** Opening Extracted data block **

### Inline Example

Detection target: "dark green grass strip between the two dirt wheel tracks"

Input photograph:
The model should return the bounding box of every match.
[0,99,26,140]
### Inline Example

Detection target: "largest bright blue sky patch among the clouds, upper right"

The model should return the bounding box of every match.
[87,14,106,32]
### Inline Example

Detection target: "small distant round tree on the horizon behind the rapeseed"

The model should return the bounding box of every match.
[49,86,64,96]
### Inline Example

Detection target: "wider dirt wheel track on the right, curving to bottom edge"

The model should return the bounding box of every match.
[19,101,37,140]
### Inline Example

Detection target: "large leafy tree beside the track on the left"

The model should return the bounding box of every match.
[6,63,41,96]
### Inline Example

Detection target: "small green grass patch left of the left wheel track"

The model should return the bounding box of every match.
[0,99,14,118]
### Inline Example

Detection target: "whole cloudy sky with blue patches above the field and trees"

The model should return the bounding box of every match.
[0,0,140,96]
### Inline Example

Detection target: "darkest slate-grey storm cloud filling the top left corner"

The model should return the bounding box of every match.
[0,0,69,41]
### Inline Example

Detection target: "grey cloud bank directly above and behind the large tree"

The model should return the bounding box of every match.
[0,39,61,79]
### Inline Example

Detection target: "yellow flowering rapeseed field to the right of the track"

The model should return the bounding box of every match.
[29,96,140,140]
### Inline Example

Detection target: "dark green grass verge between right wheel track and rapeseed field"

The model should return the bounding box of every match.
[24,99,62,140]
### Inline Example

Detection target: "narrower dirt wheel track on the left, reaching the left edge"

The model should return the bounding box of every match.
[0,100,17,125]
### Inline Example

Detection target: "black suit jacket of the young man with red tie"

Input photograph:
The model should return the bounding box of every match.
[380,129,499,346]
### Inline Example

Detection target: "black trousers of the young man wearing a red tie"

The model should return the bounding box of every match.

** Closing Extracted data block **

▶ Activity
Could you retype each record exactly as it appears?

▶ Answer space
### Inline Example

Detection target: "dark green grass strip between the two dirt wheel tracks"

Input photograph:
The model should return the bounding box of every match.
[0,99,26,140]
### Inline Example

Detection target: "largest bright blue sky patch among the clouds, upper right"

The model should return the bounding box of every match.
[87,14,106,32]
### Inline Example

Detection target: "small distant round tree on the horizon behind the rapeseed"

The model should return the bounding box of every match.
[49,86,64,96]
### Inline Example

Detection target: "wider dirt wheel track on the right, curving to bottom edge"

The model should return the bounding box of every match.
[19,101,37,140]
### Inline Example

Detection target: "large leafy tree beside the track on the left"

The model should return the bounding box of every match.
[6,63,41,96]
### Inline Example

Detection target: "small green grass patch left of the left wheel track"

The model should return the bounding box of every match.
[0,99,14,118]
### Inline Example

Detection target: "whole cloudy sky with blue patches above the field and trees"

The model should return the bounding box of every match.
[0,0,140,96]
### Inline Example

Detection target: "darkest slate-grey storm cloud filling the top left corner"

The model should return the bounding box of every match.
[0,0,69,41]
### Inline Example

Detection target: "grey cloud bank directly above and behind the large tree"

The model should return the bounding box of every match.
[0,39,61,79]
### Inline Example

Detection target: "yellow flowering rapeseed field to the right of the track"

The model should return the bounding box of every match.
[29,96,140,140]
### Inline Example

Detection target: "dark green grass verge between right wheel track and rapeseed field"

The model should return the bounding box of every match.
[24,99,62,140]
### Inline Example

Detection target: "narrower dirt wheel track on the left, reaching the left edge"

The model should return the bounding box of every match.
[0,100,17,125]
### Inline Example

Detection target: "black suit jacket of the young man with red tie"

Input photograph:
The model should return the bounding box of every match.
[380,129,499,346]
### Inline Example

Detection target: "black trousers of the young man wearing a red tie"

The model should return the bounding box of every match.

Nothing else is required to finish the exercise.